> **ABOUT THIS TASK**
Find the line holding "Target: stone building facade" in the entries below. Give it again exactly, along with every line after it up to and including the line holding "the cobblestone street".

Natural language region descriptions:
--- START ---

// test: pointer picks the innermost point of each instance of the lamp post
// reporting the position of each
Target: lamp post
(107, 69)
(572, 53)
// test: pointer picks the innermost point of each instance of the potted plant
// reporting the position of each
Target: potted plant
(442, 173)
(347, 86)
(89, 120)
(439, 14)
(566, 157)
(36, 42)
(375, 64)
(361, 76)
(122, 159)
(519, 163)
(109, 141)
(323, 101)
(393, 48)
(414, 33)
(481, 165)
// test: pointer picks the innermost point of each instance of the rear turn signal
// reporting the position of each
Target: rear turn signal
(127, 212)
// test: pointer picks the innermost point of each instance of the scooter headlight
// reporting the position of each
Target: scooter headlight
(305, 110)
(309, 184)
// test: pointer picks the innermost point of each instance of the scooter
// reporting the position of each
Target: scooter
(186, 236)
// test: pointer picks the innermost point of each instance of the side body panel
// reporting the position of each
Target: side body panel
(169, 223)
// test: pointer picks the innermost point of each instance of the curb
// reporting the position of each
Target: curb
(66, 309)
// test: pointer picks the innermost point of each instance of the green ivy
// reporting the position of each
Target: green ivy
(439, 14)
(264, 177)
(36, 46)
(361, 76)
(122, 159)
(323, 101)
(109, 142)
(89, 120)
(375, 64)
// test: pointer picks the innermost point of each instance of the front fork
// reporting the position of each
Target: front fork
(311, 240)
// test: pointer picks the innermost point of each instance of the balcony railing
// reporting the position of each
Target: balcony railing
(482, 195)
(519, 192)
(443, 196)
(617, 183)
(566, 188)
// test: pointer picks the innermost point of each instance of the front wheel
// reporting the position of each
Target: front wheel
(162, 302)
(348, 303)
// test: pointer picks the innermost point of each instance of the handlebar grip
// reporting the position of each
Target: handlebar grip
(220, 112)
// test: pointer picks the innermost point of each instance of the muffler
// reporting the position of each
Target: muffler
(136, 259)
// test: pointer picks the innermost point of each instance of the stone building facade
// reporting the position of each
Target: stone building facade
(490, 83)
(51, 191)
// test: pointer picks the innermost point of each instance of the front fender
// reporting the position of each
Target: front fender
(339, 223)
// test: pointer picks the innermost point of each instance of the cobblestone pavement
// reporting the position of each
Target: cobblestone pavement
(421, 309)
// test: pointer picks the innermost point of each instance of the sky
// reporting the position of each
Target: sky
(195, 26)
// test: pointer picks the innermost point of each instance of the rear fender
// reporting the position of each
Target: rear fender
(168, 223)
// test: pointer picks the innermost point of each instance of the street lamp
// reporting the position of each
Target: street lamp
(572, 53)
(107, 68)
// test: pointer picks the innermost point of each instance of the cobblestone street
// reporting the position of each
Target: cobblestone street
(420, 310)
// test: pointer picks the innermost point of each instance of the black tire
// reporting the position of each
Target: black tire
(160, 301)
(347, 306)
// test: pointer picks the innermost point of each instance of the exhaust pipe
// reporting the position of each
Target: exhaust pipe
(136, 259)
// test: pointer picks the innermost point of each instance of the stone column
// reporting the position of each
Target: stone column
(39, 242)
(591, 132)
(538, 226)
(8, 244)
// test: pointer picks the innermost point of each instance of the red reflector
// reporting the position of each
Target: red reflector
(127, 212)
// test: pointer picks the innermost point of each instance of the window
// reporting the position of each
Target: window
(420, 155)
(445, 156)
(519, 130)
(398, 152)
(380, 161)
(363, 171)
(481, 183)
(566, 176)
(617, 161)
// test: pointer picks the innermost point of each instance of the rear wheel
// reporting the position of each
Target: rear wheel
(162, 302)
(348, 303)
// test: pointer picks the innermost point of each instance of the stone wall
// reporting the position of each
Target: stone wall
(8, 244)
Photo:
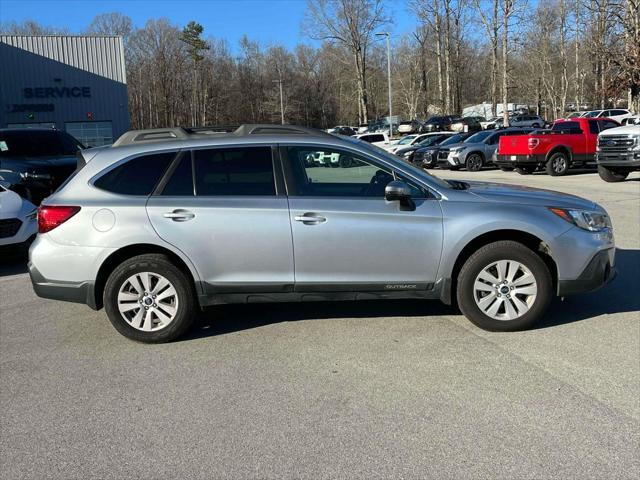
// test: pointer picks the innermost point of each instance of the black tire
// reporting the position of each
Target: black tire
(557, 165)
(158, 264)
(612, 176)
(474, 162)
(485, 256)
(527, 170)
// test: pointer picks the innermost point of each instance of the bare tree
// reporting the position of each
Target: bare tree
(113, 23)
(351, 23)
(508, 8)
(491, 25)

--- END ---

> **FINAL ANSWER**
Target: stone building facade
(490, 83)
(51, 191)
// test: pointer picks the innermost point of each instance of the front fender
// reporting the position of each
Target: front fender
(339, 223)
// test: pointer picks the innermost point of each instance of the cobblestone pavement
// reporting the position of each
Target: cobblestone pavement
(421, 309)
// test: pointer picks the innermost point of each instance of the sky
// reporting the position of each
Target: sky
(195, 26)
// test: pointer picks the innermost point of each instance of the rear fender
// reporting the position of each
Target: rear fender
(168, 223)
// test: pointer picks the innermost point of each instance of the street lamp
// reporting the position of each
Target: street lamp
(572, 53)
(107, 68)
// test: pointer picks the innermost point of each instance of the cobblestone street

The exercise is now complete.